Please return the lines, both ends included, that run from the one containing "Target: badlands hill" to the last line of the data below, exactly and alone.

--- Data for the task ---

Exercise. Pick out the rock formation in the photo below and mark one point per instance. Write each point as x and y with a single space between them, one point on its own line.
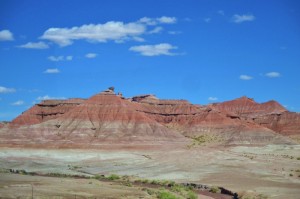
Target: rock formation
269 114
110 118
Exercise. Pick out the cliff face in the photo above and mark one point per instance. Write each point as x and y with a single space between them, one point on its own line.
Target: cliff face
110 118
44 111
269 114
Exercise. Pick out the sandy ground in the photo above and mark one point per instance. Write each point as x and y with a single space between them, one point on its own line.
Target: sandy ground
271 170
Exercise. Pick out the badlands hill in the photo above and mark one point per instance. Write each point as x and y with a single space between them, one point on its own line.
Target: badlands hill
109 118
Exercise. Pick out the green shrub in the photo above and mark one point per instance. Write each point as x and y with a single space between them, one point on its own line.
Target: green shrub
98 177
113 177
192 195
163 194
155 182
215 189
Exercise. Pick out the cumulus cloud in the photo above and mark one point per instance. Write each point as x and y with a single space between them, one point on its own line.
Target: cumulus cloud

---

- [Result for this task]:
Target: badlands hill
109 118
Exercise. Pick out the green shrub in the photo above and mark one point per instance. Write each point as x and y with a single space between them, one point on its own line.
Target: green shrub
98 177
113 177
192 195
163 194
155 182
215 189
Exercise. Pick out the cumulus cloud in the photo above and mark one point per instance. Write each point as x and y with a single space between them, one point on its own line.
Target: cumulus cloud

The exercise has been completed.